====== Przekazane rekordy
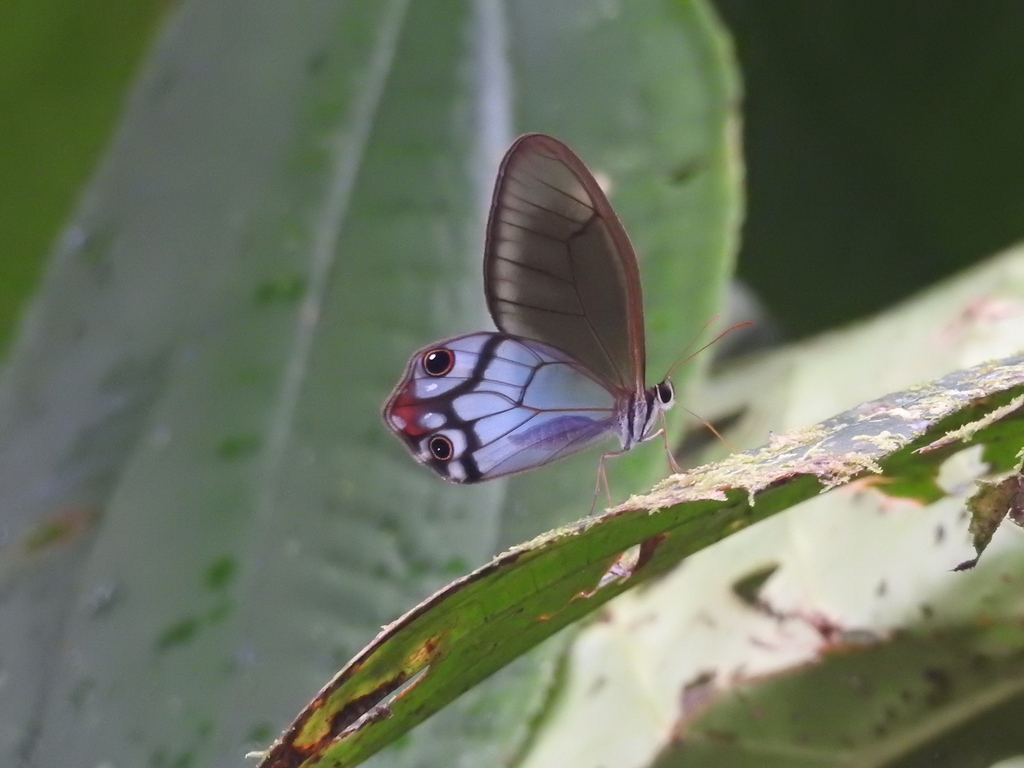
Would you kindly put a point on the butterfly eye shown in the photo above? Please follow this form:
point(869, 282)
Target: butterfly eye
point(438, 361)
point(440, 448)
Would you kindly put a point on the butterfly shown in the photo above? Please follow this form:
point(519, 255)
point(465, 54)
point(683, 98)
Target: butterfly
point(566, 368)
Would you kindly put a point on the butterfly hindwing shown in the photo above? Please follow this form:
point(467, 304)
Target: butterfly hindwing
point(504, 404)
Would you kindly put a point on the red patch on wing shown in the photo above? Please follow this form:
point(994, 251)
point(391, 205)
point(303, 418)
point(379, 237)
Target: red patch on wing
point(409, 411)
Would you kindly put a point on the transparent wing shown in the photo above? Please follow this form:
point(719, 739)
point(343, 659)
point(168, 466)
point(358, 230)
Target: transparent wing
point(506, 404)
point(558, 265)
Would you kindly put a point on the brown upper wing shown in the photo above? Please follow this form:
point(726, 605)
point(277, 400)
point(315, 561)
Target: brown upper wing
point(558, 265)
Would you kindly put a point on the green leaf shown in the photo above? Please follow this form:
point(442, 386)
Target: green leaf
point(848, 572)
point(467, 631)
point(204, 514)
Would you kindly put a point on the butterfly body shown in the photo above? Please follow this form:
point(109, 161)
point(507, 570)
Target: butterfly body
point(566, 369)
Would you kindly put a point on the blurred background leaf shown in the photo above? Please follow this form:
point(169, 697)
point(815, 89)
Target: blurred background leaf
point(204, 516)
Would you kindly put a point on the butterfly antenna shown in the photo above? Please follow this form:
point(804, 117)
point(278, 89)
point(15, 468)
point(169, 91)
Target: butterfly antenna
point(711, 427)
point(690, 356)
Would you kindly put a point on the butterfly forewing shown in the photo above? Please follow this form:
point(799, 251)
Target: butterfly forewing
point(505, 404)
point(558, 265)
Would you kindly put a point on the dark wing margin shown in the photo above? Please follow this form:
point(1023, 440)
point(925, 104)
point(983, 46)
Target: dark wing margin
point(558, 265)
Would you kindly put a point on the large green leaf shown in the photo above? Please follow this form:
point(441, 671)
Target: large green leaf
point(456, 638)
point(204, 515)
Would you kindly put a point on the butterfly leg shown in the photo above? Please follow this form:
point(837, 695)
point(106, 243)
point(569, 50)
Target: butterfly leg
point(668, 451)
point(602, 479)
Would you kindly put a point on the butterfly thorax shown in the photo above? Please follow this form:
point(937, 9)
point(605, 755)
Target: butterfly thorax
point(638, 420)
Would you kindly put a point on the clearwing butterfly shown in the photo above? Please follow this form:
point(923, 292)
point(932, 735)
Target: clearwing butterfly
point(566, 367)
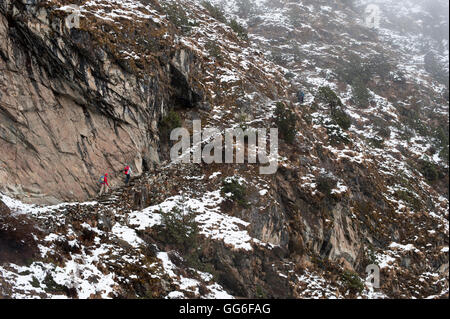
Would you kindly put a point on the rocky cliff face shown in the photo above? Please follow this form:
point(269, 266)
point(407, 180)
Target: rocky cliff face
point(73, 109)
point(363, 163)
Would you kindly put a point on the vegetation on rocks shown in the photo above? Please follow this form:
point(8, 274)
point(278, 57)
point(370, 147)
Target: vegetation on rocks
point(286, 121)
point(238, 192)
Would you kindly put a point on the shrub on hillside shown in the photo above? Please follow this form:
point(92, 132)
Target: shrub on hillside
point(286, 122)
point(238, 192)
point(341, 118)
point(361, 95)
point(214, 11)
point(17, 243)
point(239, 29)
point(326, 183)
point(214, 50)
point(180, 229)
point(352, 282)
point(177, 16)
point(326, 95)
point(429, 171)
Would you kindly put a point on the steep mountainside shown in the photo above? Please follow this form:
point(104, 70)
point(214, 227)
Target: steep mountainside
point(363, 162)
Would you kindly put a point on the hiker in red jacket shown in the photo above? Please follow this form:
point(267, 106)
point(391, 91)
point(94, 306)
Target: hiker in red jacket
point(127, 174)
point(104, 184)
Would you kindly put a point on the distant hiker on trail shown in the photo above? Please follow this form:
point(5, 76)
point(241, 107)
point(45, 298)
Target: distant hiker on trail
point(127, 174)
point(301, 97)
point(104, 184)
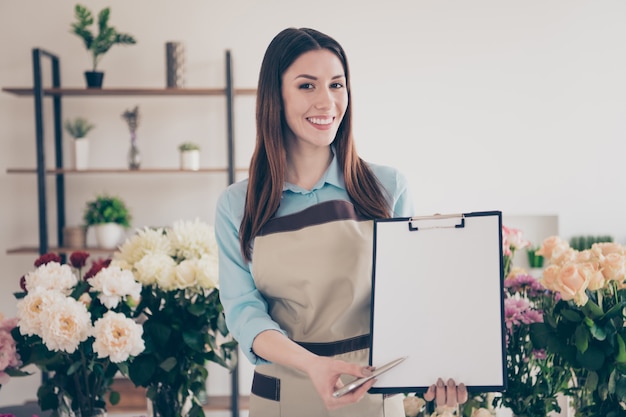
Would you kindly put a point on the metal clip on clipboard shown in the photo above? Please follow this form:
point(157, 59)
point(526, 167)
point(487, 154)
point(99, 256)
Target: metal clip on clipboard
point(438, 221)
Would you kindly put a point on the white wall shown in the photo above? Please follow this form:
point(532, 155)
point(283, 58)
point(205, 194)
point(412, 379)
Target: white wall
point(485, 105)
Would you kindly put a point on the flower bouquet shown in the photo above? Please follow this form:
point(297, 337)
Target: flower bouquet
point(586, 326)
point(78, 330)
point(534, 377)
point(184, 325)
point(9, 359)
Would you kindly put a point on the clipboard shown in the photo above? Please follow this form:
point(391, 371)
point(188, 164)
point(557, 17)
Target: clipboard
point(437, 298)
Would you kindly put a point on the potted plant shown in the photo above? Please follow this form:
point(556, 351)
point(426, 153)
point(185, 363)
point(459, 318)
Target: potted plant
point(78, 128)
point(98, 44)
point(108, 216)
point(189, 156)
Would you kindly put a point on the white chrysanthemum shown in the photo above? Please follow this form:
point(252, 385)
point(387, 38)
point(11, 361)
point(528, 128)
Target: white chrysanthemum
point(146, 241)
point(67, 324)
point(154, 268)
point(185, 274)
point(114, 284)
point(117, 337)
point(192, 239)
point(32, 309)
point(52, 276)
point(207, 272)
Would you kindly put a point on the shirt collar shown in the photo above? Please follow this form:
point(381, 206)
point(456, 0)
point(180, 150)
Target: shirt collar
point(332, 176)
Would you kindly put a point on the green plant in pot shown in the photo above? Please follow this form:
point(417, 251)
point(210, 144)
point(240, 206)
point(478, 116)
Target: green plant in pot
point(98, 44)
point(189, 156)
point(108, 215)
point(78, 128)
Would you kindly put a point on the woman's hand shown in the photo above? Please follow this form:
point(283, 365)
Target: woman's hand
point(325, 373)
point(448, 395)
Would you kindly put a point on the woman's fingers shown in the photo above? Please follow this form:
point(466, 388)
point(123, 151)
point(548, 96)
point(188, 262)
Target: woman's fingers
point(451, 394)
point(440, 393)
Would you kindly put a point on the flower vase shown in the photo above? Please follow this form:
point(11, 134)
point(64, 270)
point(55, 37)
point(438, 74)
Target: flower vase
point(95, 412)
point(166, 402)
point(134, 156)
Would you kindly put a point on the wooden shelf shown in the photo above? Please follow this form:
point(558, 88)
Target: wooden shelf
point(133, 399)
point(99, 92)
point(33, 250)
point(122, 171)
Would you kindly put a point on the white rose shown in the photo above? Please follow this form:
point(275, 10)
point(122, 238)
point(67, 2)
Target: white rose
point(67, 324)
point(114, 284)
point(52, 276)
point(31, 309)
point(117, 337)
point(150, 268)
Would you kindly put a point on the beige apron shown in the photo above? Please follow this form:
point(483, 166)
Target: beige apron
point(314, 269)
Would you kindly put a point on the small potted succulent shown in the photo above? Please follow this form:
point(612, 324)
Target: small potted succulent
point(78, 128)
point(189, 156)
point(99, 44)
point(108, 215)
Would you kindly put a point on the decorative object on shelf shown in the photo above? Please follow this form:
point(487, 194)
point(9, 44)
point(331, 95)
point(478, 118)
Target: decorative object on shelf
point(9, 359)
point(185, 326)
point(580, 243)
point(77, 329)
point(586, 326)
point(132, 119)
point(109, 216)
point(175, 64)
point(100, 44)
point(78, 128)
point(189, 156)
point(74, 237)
============
====== Przekazane rekordy
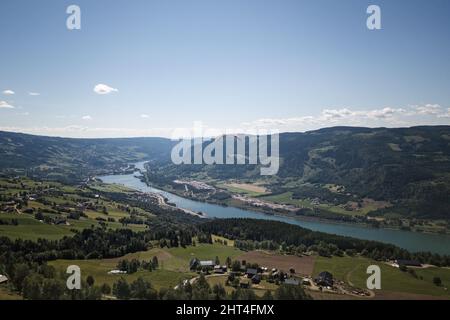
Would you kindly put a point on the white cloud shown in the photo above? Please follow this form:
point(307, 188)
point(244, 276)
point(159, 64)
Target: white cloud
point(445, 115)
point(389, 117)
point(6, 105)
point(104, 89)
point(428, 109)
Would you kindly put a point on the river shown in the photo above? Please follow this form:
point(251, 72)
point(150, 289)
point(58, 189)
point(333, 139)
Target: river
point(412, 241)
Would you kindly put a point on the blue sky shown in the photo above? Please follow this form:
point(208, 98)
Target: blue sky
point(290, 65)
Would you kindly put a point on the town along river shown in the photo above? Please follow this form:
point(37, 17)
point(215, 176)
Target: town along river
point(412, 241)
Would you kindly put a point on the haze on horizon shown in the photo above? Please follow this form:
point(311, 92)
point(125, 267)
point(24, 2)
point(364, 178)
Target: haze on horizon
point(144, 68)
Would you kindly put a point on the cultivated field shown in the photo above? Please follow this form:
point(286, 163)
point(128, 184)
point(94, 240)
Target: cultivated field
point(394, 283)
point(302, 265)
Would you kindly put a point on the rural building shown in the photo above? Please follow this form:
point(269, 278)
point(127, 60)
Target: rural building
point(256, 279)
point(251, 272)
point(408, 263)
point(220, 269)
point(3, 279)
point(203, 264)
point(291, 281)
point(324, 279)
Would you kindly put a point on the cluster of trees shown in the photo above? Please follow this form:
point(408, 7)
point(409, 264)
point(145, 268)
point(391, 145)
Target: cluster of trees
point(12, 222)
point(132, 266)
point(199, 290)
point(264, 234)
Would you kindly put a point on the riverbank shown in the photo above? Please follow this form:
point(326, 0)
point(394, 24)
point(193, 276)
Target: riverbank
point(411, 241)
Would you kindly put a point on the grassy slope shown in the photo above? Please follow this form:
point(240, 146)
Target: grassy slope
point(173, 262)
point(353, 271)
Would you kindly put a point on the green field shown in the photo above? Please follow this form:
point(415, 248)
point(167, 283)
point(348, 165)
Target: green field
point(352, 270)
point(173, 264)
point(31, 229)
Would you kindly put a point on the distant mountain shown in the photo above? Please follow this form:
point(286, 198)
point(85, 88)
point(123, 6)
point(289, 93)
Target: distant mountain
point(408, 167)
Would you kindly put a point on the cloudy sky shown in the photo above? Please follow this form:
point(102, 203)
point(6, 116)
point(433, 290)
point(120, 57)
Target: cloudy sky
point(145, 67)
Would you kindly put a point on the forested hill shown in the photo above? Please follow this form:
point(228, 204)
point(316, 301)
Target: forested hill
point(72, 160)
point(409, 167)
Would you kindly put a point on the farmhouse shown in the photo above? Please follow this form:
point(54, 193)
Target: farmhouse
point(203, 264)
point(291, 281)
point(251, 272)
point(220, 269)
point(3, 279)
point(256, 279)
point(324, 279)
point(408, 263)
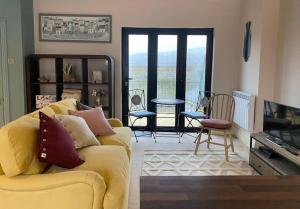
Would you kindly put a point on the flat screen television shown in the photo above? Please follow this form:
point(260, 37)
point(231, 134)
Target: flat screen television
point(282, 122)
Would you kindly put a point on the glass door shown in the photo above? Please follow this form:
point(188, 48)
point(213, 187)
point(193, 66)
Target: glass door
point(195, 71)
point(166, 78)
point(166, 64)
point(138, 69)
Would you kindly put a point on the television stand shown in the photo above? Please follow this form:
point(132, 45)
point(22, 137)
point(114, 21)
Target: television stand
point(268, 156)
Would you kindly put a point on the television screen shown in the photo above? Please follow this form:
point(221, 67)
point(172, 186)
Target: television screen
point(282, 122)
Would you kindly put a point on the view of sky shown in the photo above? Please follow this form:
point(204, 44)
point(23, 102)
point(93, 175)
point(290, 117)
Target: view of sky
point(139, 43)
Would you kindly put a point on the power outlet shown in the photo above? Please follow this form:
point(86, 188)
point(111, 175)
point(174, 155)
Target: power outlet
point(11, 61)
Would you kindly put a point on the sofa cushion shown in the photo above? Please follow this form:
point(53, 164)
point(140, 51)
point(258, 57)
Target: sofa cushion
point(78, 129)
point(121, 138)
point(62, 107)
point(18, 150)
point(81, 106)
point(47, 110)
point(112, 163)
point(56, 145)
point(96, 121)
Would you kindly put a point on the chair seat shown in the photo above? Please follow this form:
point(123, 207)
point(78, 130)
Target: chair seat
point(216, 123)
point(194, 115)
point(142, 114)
============
▶ [Polecenie]: Wypisz bez żadnych zmian wiersze rekordów od wiersza zawierającego „Would you kindly put a point on the blurred” do wiersza zawierającego „point(204, 516)”, łącznie z obydwoma wierszami granicznymi.

▶ [Odpowiedź na polecenie]:
Would you kindly put a point on the blurred background leaf shown in the photo above? Please follow this form:
point(169, 697)
point(815, 89)
Target: blurred background leaf
point(204, 516)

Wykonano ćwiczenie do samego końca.